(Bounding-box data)
§
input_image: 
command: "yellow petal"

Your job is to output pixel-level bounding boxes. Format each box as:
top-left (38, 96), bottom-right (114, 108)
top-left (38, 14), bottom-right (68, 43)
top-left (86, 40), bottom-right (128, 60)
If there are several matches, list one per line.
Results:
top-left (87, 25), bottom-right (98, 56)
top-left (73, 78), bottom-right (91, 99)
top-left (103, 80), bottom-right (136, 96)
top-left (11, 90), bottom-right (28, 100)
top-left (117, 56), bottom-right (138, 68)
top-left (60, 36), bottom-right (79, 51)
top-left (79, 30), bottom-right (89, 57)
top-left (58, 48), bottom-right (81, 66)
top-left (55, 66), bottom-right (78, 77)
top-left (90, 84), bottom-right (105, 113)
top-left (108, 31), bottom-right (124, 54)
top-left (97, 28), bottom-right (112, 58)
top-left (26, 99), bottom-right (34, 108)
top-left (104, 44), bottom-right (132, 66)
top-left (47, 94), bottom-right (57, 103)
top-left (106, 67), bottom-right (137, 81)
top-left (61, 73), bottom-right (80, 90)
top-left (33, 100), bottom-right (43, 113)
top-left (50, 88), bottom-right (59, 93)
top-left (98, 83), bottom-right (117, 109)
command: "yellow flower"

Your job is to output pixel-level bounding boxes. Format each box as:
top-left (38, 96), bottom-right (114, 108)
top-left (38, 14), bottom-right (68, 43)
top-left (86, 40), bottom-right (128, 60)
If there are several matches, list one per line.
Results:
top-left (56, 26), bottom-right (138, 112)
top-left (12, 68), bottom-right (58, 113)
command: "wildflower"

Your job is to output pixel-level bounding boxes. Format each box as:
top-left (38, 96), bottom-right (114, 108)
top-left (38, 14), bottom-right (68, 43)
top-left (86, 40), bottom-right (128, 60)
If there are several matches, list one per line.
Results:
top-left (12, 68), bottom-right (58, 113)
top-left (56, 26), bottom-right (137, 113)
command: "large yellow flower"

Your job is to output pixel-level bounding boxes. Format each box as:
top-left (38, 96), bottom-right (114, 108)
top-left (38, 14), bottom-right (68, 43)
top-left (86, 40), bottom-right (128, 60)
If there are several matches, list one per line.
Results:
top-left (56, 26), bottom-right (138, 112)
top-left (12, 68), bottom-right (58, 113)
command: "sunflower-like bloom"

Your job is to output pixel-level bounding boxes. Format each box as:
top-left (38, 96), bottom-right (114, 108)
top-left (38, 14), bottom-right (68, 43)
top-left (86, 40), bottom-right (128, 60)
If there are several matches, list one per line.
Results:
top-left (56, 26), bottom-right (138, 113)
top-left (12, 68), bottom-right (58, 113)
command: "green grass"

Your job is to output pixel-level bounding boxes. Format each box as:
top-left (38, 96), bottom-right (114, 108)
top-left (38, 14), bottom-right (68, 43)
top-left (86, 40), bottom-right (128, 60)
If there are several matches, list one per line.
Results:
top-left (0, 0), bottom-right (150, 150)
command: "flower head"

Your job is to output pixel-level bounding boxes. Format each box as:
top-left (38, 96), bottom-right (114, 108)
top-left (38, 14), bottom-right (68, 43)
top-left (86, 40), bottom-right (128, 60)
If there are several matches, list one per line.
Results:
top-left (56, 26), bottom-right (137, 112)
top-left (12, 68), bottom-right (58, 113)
§
## Aim of the exercise
Rewrite the data above, changing every "pixel-level" to "pixel-precise" and leaving everything else the same.

## In response
input_image: 
command: "yellow petal"

Your job is to output pixel-precise bounding boxes. Format each box as:
top-left (38, 96), bottom-right (114, 108)
top-left (38, 14), bottom-right (68, 43)
top-left (86, 40), bottom-right (128, 60)
If there are several matches, list one per line.
Results:
top-left (87, 25), bottom-right (98, 56)
top-left (73, 78), bottom-right (91, 99)
top-left (103, 80), bottom-right (136, 96)
top-left (11, 90), bottom-right (28, 100)
top-left (117, 56), bottom-right (138, 68)
top-left (60, 36), bottom-right (79, 51)
top-left (79, 30), bottom-right (89, 57)
top-left (58, 48), bottom-right (81, 66)
top-left (55, 66), bottom-right (78, 77)
top-left (90, 84), bottom-right (105, 113)
top-left (108, 31), bottom-right (124, 54)
top-left (97, 28), bottom-right (112, 58)
top-left (26, 99), bottom-right (34, 108)
top-left (104, 44), bottom-right (132, 66)
top-left (47, 94), bottom-right (57, 103)
top-left (106, 67), bottom-right (137, 81)
top-left (61, 73), bottom-right (80, 90)
top-left (33, 100), bottom-right (43, 113)
top-left (50, 88), bottom-right (59, 93)
top-left (98, 83), bottom-right (117, 109)
command: "yellow flower"

Your job is to output pixel-precise bounding boxes. Format each box as:
top-left (38, 96), bottom-right (114, 108)
top-left (38, 14), bottom-right (68, 43)
top-left (86, 40), bottom-right (128, 60)
If there are several matches, list one per line.
Results:
top-left (56, 26), bottom-right (138, 112)
top-left (12, 68), bottom-right (58, 113)
command: "wildflower"

Your job is to output pixel-precise bounding boxes. Format each box as:
top-left (38, 96), bottom-right (114, 108)
top-left (38, 14), bottom-right (68, 43)
top-left (86, 40), bottom-right (128, 60)
If there are several matches, list one per line.
Results:
top-left (12, 68), bottom-right (58, 113)
top-left (56, 26), bottom-right (137, 113)
command: "large yellow flower"

Your job is to output pixel-precise bounding boxes. Format each box as:
top-left (38, 96), bottom-right (114, 108)
top-left (38, 14), bottom-right (68, 43)
top-left (86, 40), bottom-right (128, 60)
If there are several matches, list one per line.
Results:
top-left (56, 26), bottom-right (138, 112)
top-left (12, 68), bottom-right (58, 113)
command: "sunflower-like bloom"

Your job is to output pixel-precise bounding boxes. Format each box as:
top-left (38, 96), bottom-right (114, 108)
top-left (38, 14), bottom-right (68, 43)
top-left (86, 40), bottom-right (128, 60)
If there are several matches, list one per line.
Results:
top-left (56, 26), bottom-right (138, 113)
top-left (12, 68), bottom-right (58, 113)
command: "green grass"

Your job is to output pixel-precise bounding boxes. Format each box as:
top-left (38, 96), bottom-right (114, 108)
top-left (38, 14), bottom-right (68, 43)
top-left (86, 40), bottom-right (128, 60)
If there are several matches, list one per line.
Results:
top-left (0, 0), bottom-right (150, 150)
command: "flower head"

Your job is to output pixel-precise bounding boxes. Format each box as:
top-left (38, 96), bottom-right (114, 108)
top-left (38, 14), bottom-right (68, 43)
top-left (86, 40), bottom-right (128, 60)
If there are several matches, list one per line.
Results:
top-left (56, 26), bottom-right (137, 112)
top-left (12, 68), bottom-right (58, 113)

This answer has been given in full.